- [REQUIREMENT]: Rewrite the records below, starting at the line that contains "Can you see the white rose" and ending at the line that contains "x=276, y=592", with the requests left unchanged and every coordinate in the answers shifted up by 108.

— Begin DATA LISTING —

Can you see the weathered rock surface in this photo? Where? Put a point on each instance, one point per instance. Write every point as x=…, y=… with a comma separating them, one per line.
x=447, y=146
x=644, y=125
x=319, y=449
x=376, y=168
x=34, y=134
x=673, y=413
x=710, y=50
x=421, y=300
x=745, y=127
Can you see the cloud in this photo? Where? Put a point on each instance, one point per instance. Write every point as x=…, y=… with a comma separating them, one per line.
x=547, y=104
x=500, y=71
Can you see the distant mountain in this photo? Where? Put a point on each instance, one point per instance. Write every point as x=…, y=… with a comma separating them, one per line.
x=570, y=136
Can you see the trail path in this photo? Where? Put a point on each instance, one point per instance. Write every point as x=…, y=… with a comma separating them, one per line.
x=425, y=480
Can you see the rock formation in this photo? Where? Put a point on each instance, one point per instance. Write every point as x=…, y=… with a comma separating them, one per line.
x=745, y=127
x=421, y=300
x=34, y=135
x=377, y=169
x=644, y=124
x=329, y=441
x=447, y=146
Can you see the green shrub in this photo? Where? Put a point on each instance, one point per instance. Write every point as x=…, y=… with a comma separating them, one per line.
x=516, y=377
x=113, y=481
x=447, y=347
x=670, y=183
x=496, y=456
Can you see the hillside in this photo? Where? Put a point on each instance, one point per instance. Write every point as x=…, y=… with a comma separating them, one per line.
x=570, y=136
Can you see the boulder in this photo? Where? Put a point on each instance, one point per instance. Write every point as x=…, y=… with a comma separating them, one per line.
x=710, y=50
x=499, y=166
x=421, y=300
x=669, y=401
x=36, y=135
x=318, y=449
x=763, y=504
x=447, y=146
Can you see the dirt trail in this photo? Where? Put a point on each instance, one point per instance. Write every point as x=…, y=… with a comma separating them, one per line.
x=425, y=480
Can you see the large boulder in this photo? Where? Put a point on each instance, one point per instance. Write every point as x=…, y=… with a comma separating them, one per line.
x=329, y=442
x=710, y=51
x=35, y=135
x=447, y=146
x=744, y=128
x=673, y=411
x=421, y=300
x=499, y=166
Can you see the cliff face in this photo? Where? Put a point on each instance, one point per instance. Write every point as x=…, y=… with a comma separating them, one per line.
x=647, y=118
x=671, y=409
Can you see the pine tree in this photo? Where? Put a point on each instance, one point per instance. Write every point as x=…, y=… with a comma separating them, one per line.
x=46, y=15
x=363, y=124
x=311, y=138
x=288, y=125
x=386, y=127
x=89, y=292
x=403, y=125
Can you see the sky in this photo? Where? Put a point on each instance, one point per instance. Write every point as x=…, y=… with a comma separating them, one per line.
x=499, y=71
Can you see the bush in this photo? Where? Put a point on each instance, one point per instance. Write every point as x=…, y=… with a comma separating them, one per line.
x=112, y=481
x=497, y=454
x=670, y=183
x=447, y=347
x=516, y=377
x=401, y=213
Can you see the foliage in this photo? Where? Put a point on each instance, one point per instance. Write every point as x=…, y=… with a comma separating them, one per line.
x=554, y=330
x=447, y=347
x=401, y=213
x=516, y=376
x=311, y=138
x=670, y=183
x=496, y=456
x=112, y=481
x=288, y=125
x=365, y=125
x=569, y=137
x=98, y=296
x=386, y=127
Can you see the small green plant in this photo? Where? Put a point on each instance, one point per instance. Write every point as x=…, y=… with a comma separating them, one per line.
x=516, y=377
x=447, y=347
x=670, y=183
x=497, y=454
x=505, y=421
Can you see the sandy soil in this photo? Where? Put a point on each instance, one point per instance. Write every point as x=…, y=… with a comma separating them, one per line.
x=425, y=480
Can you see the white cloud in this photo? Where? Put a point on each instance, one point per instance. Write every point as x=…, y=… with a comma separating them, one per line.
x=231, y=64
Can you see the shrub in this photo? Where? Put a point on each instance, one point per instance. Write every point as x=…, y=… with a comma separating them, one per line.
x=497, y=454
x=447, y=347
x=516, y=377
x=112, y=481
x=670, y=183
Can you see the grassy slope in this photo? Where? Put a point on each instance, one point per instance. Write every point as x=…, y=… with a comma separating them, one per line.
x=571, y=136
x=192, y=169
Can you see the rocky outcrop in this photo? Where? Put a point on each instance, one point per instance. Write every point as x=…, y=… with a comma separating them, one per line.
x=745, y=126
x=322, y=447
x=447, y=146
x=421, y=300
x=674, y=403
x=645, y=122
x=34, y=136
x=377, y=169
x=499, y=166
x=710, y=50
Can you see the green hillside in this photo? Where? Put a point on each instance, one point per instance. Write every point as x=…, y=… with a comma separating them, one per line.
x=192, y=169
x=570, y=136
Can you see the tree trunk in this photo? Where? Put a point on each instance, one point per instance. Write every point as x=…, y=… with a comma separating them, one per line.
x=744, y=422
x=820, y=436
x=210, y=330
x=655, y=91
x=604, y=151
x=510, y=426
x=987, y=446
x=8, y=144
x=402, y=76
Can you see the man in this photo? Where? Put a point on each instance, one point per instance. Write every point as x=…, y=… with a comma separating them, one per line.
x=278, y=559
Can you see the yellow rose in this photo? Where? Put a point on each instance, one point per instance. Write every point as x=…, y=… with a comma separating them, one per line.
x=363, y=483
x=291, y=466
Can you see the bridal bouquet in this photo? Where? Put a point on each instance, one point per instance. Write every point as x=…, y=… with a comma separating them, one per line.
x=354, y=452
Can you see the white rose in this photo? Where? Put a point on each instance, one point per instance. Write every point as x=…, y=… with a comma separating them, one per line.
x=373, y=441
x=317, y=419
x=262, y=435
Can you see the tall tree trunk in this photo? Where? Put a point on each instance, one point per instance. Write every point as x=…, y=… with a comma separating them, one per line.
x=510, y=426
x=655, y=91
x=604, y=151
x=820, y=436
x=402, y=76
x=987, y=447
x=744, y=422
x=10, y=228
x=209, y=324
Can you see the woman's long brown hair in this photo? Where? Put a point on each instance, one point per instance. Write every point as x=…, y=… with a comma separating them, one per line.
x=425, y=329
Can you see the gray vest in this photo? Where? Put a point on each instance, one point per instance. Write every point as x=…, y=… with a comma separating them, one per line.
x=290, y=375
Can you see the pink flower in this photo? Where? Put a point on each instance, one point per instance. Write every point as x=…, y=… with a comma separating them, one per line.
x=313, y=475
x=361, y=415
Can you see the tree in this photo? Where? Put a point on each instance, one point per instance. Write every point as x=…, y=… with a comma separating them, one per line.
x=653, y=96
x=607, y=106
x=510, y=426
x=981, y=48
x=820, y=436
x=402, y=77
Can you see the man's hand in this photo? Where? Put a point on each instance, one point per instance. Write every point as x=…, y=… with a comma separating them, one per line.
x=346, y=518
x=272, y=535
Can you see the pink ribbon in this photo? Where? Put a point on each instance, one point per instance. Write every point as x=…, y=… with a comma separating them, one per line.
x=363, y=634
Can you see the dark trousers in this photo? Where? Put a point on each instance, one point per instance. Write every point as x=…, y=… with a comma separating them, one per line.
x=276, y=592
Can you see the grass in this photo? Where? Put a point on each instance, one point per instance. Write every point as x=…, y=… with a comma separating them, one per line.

— End DATA LISTING —

- [SOLUTION FOR THIS PROBLEM]:
Can you see the white rose in this photo? Where? Put a point on each instance, one point per instance. Write every point as x=…, y=… with a comma separating them, one per line.
x=481, y=549
x=425, y=527
x=370, y=543
Can you see the tall tree trunk in this photo? Where? Put a point on each instance, one point per instance. Write every point as x=…, y=… with a comma separating them, one per line.
x=618, y=534
x=763, y=199
x=712, y=259
x=928, y=544
x=510, y=184
x=1095, y=555
x=852, y=530
x=118, y=336
x=317, y=432
Can you see the woman's long brown hair in this photo? Where? Put a point on each instance, one point per instance. Write every point as x=…, y=… with a comma separating them, one per line.
x=533, y=437
Can you see the gray vest in this photo? Where? Put a point on each instance, one point per instance. Write every point as x=…, y=… with a comma separating them, one per line.
x=398, y=483
Can you see the pink flower in this photo? Where? Put a point on each instance, one point per instance. Write every point as x=…, y=… with a comma separating them, one per line.
x=421, y=583
x=469, y=523
Can you see the tree in this photo? Where? Put a point on each instance, one point per instance. Write every point as x=…, y=… with a comma separating them, one per line.
x=761, y=204
x=715, y=214
x=618, y=534
x=1089, y=156
x=928, y=544
x=510, y=185
Can you see the man's hand in this photo? Where? Put a point on each instance, one point per instance. Write every point as x=…, y=… with a comma separating them, one per line.
x=454, y=626
x=380, y=643
Can you see the pink ribbon in this photo? Where? Put a point on each instance, one point per instance. Write every point as x=…, y=… with a comma separating them, one per line.
x=471, y=742
Can you see the dark trousers in this photo? Where? Put a point on each instance, one point per instance. Write every point as x=…, y=… with a comma separating them, one per line.
x=384, y=700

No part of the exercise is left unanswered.